• [Input records]
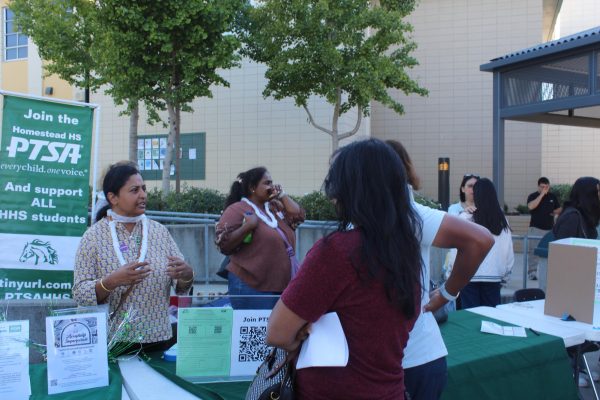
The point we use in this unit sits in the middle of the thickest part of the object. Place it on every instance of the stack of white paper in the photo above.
(326, 346)
(491, 327)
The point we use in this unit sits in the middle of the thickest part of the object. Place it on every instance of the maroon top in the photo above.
(376, 330)
(262, 264)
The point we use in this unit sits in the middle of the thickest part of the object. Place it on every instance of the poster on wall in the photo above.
(45, 150)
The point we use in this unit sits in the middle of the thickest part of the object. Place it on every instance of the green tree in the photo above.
(349, 52)
(172, 53)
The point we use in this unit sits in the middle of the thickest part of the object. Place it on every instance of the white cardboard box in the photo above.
(573, 280)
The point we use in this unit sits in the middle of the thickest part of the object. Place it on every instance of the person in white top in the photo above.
(484, 288)
(424, 361)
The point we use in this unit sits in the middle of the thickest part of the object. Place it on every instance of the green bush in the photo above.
(193, 200)
(427, 202)
(317, 205)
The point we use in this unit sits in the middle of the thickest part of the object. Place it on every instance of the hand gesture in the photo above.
(250, 220)
(277, 190)
(129, 274)
(470, 209)
(436, 301)
(179, 269)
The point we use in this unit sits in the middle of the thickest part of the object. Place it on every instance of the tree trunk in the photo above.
(178, 155)
(133, 125)
(166, 181)
(334, 143)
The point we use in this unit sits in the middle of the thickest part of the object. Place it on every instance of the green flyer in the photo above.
(45, 150)
(204, 342)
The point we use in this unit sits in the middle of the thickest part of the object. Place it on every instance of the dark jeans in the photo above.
(238, 288)
(480, 294)
(427, 381)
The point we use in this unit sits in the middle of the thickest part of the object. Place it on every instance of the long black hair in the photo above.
(488, 212)
(584, 197)
(115, 178)
(242, 186)
(368, 183)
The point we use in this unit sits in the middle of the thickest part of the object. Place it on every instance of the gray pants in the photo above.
(532, 259)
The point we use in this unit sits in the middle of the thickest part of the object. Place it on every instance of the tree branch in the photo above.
(353, 131)
(313, 123)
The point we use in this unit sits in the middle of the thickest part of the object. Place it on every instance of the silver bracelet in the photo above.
(447, 295)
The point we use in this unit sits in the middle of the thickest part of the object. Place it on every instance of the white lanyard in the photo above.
(115, 240)
(271, 221)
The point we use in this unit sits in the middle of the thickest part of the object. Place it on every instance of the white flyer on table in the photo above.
(491, 327)
(77, 352)
(14, 360)
(326, 345)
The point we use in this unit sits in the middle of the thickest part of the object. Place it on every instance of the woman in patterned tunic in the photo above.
(130, 262)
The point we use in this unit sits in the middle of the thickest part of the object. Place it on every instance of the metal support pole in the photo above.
(444, 182)
(206, 274)
(525, 260)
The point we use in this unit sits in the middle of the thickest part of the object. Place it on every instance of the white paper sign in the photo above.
(490, 327)
(14, 360)
(248, 334)
(326, 345)
(77, 352)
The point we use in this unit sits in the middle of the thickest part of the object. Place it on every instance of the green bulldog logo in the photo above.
(41, 251)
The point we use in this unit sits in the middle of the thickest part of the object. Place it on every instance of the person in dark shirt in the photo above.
(543, 206)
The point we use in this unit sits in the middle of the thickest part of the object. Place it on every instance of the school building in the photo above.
(238, 128)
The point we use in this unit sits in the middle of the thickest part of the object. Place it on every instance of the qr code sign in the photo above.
(252, 343)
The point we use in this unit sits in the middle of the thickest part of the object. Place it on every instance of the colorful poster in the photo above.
(44, 193)
(14, 360)
(77, 352)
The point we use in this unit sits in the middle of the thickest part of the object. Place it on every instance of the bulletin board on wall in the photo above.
(152, 150)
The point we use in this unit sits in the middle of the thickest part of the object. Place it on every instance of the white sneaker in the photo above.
(583, 382)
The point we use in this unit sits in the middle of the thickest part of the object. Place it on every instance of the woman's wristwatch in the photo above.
(447, 295)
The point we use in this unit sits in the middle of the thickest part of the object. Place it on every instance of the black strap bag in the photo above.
(274, 378)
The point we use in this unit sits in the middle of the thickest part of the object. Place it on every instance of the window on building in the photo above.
(15, 43)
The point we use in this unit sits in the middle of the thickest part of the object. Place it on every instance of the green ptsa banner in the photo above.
(44, 191)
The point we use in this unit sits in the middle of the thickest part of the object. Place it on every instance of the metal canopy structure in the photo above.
(557, 82)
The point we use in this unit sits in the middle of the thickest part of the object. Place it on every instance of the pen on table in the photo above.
(536, 333)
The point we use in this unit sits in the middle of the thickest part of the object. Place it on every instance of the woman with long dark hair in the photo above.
(424, 363)
(484, 288)
(256, 231)
(466, 203)
(370, 275)
(130, 262)
(581, 213)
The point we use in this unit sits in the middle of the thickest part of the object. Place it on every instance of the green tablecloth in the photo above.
(480, 366)
(484, 366)
(39, 386)
(206, 391)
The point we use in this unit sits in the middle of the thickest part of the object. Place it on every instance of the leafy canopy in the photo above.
(322, 47)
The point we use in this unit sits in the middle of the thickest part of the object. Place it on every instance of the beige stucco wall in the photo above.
(454, 38)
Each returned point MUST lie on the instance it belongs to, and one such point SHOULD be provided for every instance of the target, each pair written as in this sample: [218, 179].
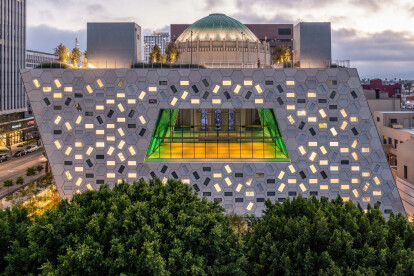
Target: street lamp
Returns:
[242, 48]
[191, 45]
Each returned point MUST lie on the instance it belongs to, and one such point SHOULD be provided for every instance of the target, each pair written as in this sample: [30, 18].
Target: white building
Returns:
[35, 59]
[160, 39]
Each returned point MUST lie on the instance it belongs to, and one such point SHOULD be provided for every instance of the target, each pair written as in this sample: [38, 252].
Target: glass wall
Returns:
[217, 134]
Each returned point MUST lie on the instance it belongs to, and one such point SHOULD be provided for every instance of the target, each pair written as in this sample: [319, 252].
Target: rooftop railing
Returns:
[123, 64]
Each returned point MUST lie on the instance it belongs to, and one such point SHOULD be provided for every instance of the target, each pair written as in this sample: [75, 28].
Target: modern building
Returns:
[113, 45]
[275, 34]
[35, 59]
[312, 44]
[397, 132]
[160, 39]
[393, 90]
[14, 124]
[221, 41]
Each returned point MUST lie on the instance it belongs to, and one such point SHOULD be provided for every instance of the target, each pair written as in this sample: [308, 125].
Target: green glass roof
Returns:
[217, 27]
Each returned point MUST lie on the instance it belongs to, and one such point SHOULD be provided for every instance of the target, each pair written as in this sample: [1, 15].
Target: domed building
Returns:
[221, 41]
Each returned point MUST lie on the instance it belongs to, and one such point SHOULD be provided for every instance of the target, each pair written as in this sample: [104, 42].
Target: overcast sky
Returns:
[376, 35]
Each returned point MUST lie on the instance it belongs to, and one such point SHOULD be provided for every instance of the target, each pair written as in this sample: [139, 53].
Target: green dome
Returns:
[217, 27]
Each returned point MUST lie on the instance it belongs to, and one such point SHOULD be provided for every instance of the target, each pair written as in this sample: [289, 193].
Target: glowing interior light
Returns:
[239, 187]
[121, 144]
[89, 89]
[142, 120]
[121, 107]
[216, 89]
[121, 132]
[250, 206]
[110, 151]
[36, 83]
[217, 187]
[142, 95]
[68, 150]
[184, 95]
[68, 175]
[89, 151]
[174, 101]
[99, 82]
[58, 145]
[132, 150]
[237, 89]
[57, 120]
[121, 157]
[312, 156]
[258, 88]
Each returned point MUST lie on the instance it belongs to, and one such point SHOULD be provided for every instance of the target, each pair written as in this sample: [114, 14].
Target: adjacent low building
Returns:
[113, 44]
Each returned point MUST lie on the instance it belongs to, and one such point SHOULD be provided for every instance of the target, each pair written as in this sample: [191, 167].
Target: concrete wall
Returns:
[311, 43]
[113, 45]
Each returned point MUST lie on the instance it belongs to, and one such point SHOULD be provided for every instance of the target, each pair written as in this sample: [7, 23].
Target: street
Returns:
[16, 166]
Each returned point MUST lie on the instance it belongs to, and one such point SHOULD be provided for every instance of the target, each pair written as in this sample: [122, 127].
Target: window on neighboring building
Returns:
[405, 172]
[285, 31]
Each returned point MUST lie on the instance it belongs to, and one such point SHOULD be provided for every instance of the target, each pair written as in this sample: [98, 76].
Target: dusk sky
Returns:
[376, 35]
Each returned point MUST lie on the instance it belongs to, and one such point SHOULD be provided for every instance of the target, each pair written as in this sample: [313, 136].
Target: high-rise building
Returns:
[35, 59]
[113, 44]
[14, 125]
[160, 39]
[237, 136]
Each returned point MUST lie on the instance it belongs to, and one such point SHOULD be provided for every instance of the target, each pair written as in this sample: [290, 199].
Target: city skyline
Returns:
[374, 35]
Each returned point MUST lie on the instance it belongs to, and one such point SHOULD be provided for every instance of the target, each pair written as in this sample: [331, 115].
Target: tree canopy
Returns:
[312, 237]
[148, 228]
[143, 228]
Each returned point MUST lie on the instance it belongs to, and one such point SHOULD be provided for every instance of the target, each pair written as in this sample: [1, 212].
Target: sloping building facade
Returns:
[237, 136]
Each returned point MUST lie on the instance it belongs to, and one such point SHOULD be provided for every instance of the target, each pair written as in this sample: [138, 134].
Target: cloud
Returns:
[45, 38]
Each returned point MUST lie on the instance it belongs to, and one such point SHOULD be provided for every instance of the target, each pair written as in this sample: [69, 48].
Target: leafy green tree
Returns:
[8, 183]
[172, 52]
[146, 228]
[312, 237]
[20, 180]
[31, 171]
[155, 55]
[62, 52]
[75, 56]
[281, 54]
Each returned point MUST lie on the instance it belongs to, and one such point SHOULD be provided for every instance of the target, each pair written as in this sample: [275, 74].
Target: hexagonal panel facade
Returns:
[97, 125]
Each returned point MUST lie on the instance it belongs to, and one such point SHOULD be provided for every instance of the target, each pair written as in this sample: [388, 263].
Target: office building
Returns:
[236, 136]
[160, 39]
[35, 59]
[113, 45]
[15, 127]
[312, 45]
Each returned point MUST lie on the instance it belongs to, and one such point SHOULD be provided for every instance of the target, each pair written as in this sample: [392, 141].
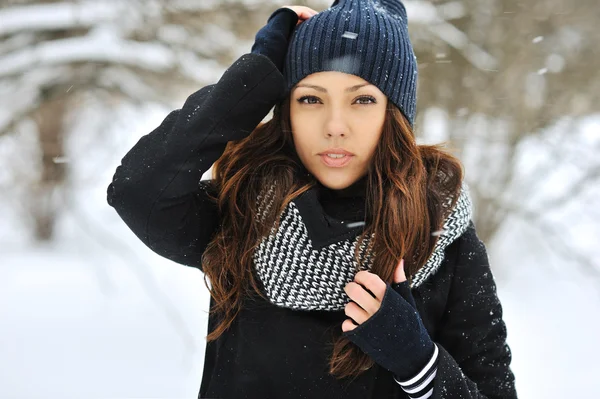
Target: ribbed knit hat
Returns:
[367, 38]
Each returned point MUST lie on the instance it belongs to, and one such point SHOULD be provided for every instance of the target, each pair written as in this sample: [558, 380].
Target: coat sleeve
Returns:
[474, 357]
[157, 189]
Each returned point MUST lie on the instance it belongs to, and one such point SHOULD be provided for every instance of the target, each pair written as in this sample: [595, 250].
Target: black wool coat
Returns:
[278, 350]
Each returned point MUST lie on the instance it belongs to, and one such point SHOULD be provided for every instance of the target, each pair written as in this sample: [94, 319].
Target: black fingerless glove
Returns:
[395, 337]
[273, 39]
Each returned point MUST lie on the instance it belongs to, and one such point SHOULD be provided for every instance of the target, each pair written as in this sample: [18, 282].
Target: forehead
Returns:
[332, 77]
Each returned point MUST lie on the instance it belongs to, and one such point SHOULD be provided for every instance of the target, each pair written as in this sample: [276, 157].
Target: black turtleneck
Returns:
[346, 204]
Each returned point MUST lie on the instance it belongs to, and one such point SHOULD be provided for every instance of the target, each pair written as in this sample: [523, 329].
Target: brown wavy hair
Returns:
[410, 191]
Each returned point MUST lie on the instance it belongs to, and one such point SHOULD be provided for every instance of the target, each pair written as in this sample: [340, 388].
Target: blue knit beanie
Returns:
[366, 38]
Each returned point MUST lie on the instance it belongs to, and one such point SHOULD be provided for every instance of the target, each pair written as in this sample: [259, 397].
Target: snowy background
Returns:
[93, 313]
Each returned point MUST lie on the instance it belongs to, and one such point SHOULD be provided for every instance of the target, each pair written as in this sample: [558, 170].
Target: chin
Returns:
[335, 182]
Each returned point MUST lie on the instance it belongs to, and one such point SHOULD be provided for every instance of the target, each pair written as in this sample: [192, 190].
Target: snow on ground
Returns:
[98, 315]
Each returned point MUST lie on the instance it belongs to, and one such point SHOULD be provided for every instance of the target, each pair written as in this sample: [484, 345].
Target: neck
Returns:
[344, 204]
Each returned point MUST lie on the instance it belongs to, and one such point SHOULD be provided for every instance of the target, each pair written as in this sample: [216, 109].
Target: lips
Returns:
[336, 151]
[336, 162]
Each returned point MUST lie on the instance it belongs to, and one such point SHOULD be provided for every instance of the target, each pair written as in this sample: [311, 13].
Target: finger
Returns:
[403, 289]
[356, 313]
[362, 298]
[348, 325]
[371, 282]
[399, 274]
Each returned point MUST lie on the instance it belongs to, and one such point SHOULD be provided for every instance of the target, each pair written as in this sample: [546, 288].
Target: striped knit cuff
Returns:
[421, 385]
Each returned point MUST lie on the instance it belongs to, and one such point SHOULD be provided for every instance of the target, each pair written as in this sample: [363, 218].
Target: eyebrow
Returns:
[324, 90]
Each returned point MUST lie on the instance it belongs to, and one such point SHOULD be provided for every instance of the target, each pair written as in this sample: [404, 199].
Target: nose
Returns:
[336, 123]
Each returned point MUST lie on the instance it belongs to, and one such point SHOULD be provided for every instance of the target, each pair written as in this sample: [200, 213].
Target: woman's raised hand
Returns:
[273, 39]
[303, 12]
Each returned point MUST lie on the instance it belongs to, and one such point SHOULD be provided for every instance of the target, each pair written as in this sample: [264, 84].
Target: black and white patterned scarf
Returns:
[295, 275]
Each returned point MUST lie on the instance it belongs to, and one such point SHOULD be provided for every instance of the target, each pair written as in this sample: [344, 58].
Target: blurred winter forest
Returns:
[511, 85]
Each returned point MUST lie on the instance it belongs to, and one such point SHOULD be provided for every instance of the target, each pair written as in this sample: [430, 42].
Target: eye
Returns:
[302, 100]
[366, 100]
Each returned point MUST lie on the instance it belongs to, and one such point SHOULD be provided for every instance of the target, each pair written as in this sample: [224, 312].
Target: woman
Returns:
[341, 255]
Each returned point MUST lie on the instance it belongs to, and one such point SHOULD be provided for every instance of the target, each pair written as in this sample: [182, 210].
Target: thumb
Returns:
[400, 284]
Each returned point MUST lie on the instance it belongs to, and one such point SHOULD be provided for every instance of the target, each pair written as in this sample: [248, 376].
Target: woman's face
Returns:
[335, 110]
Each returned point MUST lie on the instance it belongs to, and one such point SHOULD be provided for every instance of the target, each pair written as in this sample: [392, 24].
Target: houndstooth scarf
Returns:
[297, 275]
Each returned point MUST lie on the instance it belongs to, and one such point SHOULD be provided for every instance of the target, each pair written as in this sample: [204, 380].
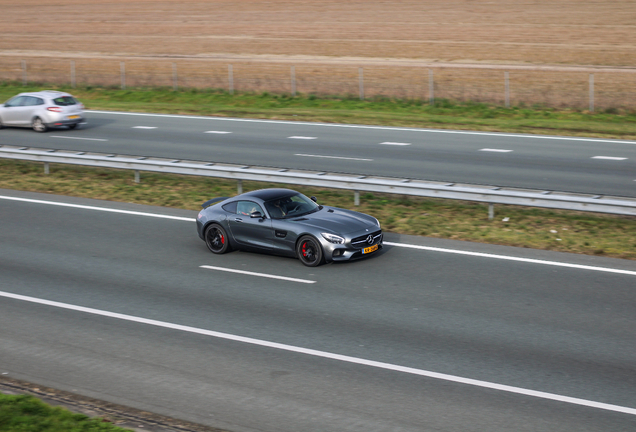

• [What is required] How many lines in the data above contain the word "white"? Reply with the number alone.

• [Result] 9